## EXERCISE AIM
Your reply should be the records below, duplicated exactly, with any picture removed.

## TASK DATA
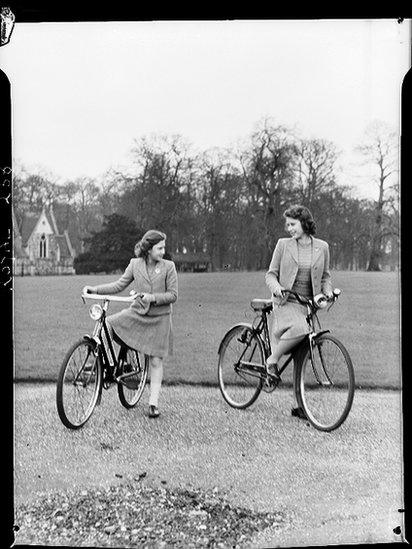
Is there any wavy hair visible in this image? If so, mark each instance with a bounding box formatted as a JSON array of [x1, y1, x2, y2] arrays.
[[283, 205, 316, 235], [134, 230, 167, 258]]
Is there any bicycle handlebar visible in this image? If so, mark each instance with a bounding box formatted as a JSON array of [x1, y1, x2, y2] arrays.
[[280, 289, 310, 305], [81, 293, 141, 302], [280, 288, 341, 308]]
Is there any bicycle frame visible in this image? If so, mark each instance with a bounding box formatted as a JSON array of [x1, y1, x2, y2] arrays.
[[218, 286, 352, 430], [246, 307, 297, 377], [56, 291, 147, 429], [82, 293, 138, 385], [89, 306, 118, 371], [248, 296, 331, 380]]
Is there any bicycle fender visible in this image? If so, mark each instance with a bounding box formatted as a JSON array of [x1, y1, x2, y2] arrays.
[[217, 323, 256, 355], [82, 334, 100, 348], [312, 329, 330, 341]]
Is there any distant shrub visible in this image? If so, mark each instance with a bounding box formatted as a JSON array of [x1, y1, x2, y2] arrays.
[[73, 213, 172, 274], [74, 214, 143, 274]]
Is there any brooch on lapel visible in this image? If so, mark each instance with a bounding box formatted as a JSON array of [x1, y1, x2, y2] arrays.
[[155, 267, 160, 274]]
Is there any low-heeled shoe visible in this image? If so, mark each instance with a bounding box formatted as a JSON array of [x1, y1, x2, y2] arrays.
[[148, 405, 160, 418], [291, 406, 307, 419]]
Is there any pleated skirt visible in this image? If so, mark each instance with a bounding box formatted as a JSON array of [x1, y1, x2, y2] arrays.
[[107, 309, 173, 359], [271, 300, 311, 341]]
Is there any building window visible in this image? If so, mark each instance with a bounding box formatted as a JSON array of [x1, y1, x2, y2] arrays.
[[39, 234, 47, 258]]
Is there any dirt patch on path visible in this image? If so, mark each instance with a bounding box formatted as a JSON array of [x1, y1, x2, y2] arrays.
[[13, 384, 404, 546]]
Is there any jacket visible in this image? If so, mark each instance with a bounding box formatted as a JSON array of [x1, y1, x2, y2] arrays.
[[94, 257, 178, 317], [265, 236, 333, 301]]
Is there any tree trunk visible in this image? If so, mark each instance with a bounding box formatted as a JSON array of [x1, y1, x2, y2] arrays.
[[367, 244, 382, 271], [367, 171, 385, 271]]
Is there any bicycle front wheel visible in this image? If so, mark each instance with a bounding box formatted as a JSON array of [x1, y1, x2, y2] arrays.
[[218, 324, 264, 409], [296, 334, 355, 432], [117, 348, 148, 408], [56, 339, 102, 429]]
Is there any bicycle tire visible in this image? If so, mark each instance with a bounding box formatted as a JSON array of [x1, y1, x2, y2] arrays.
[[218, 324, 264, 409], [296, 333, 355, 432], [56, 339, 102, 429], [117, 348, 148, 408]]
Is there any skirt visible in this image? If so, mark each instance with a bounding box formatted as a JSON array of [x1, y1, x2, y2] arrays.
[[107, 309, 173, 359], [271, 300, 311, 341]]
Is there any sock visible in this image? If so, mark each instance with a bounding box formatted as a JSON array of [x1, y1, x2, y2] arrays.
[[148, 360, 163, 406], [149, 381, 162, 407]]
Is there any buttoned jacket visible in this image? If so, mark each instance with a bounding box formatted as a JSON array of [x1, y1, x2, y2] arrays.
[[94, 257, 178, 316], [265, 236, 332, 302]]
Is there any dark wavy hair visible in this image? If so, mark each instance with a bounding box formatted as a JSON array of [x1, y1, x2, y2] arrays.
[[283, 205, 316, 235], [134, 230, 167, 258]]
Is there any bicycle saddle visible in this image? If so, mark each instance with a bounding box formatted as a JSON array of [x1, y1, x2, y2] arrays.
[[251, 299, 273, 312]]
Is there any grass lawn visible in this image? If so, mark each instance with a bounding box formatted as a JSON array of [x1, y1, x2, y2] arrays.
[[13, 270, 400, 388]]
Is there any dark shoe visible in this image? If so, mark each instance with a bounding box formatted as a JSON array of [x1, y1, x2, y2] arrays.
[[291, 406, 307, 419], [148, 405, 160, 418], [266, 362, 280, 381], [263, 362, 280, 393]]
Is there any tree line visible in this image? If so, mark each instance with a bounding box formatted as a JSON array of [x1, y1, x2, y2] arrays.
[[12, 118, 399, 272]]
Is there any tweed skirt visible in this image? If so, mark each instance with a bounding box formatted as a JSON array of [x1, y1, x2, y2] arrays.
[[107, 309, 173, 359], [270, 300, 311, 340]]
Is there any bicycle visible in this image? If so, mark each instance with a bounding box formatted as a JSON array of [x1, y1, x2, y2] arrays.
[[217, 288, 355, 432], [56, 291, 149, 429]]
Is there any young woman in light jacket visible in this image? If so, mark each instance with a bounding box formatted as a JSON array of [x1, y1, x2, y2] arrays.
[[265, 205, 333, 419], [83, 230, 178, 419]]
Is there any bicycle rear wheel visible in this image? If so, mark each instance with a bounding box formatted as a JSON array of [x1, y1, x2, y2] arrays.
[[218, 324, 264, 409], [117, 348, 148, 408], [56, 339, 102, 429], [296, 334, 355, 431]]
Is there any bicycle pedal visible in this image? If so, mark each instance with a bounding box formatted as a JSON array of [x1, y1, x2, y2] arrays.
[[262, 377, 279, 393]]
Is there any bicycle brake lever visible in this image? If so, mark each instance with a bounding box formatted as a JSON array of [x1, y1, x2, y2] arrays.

## RESULT OF THE TASK
Is there any wavy hair visible in this image? If so, mark each instance with a bounding box formatted as a JSON array of [x1, y1, x2, y2] arrays.
[[283, 205, 316, 235], [134, 230, 167, 258]]
Is there any bicycle handlebar visible in this image? If so, mark each instance with a bounding box formatted as a JSON array of [x1, y1, x2, y2] arrays.
[[280, 289, 310, 305], [81, 293, 141, 302], [280, 288, 341, 308]]
Is there any bicycle frame visible in this image? If so, mark each instance with a bounding box formatted as a JSON array of [x1, y1, x2, y2] arrays.
[[218, 286, 352, 430], [246, 307, 297, 377], [56, 291, 147, 429], [82, 293, 138, 385], [89, 306, 118, 371], [248, 296, 331, 380]]
Is there any bicycle fender visible in this image? If so, mark each instance with a bounding box formatted as a JSON array of [x1, y1, x2, y2] arrays.
[[217, 323, 256, 355], [82, 334, 100, 348], [312, 329, 330, 341]]
Is there any distant shrub visible in this image? If so, mark each instance with a bounding box formatted as a JSON array of [x1, y1, x2, y2] arrays.
[[73, 213, 172, 274], [74, 214, 143, 274]]
Is there any brooch on lapel visible in this image? If so, mark each instance with a bounding box formatted as a JSON array of [x1, y1, x2, y2] arrays.
[[155, 267, 160, 274]]
Is there any low-heeled shoe visible in this image? If so, mark each instance with a bounding box formatted as a JSON array of [x1, y1, x2, y2] arrays.
[[148, 405, 160, 418], [291, 406, 307, 419]]
Is there any pleated skirt visible in this image? If so, mark each instance with a bounding box formatted as a JSON array of [x1, y1, x2, y2] arrays.
[[107, 309, 173, 359], [271, 300, 311, 341]]
Is there any building window visible in this image? If so, mark each instance with a bounding box formatted as a JSON array of [x1, y1, x2, y2] arrays.
[[39, 234, 47, 258]]
Is there any dirt patch on path visible in this image? If so, mark each instance with a bounding box formatted as a JSON array of [x1, y1, x2, y2] arrays.
[[13, 384, 404, 546]]
Is there any jacket visible in this image? If so, mark each instance with a bounding box formatted as a JSON array of [x1, y1, x2, y2] arrays.
[[94, 257, 178, 317], [265, 236, 333, 301]]
Is there any tree trunk visible in this image? If so, mark each instance with a bounding box formatted as a JSON array of [x1, y1, x2, y2] arrays.
[[367, 244, 382, 271], [367, 171, 385, 271]]
Is there any bicycle front wheel visible in this image? If so, mark each instance with a bounding box formatted as a JSON array of [x1, y1, x2, y2] arrays.
[[218, 324, 264, 409], [296, 334, 355, 432], [117, 348, 148, 408], [56, 339, 102, 429]]
Is there any bicycle tire visible in this image? If so, mark each instance with a bounding box formatted as a JSON array of [x1, y1, x2, y2] arrays.
[[218, 324, 264, 409], [296, 333, 355, 432], [56, 339, 102, 429], [117, 348, 148, 408]]
Is there any skirt visible in this image? If so, mark each instance with a bounding box formatted as a JSON array of [x1, y1, x2, y2] arrays.
[[107, 309, 173, 359], [271, 300, 311, 341]]
Is there any sock visible in this image? If so, mark each instance with a bounding box formatted as a JSON array of [x1, y1, x2, y2] arrays.
[[148, 360, 163, 406], [149, 381, 162, 407]]
Is there any buttoned jacket visible in this image? If so, mark each instance with a bounding box formatted as a JSON array of [x1, y1, x2, y2] arrays.
[[94, 257, 178, 316], [265, 236, 332, 302]]
Is there any dark wavy hair visible in this image? If so, mark each instance with a bounding box formatted as a JSON array of [x1, y1, x2, y2] arrays.
[[283, 205, 316, 235], [134, 230, 167, 258]]
Is there any bicycle saddle visible in this image? If so, mark each instance with a bounding box formatted as a JSON array of [x1, y1, x2, y2] arrays.
[[251, 299, 273, 312]]
Is there any grass lawn visible in this image? If so, mark each instance with a bounding box formatted as a JSON array of [x1, y1, x2, y2] arrays.
[[13, 270, 400, 388]]
Is there any dark shoe visible in this image? If so, mark each instance with a bounding box formatted as a JSON array of [x1, y1, x2, y2] arrays.
[[291, 406, 307, 419], [148, 405, 160, 418], [266, 362, 280, 381], [263, 362, 280, 393]]
Is there any tree line visible in this image? If so, mark each instance with a bounding box formatted as a JSON array of [x1, y1, x2, y2] arrays.
[[12, 118, 399, 272]]
Is there any tweed skirt visible in this image? If so, mark each instance with a bounding box formatted as a JSON array of [x1, y1, x2, y2] arrays.
[[107, 309, 173, 359], [270, 300, 311, 340]]
Is there any bicycle visible in this image? If so, mark each instance with a bounding box formatted as a JSON array of [x1, y1, x2, y2] arrays.
[[217, 288, 355, 432], [56, 291, 149, 429]]
Is there any young woman in light jacket visible in this image? If so, mark each instance with a bounding box formatted as a JSON array of [x1, y1, x2, y2] arrays.
[[265, 205, 333, 419], [83, 230, 178, 419]]
Is there any bicycle rear wheel visible in this image? If so, mark each instance with a bounding box formatted as a JSON array of [x1, y1, x2, y2] arrays.
[[218, 324, 264, 409], [117, 348, 148, 408], [56, 339, 102, 429], [296, 334, 355, 431]]
Is there any bicycle pedal visible in this image? If so, mark each instance with a bounding box formatted as a JSON array of [x1, y1, x2, y2] arrays.
[[262, 377, 279, 393]]
Is there any bicycle brake lever visible in this image? If so, mark each instance with a bounding box formatted as a JSON array of [x1, y1, x2, y2] arrays.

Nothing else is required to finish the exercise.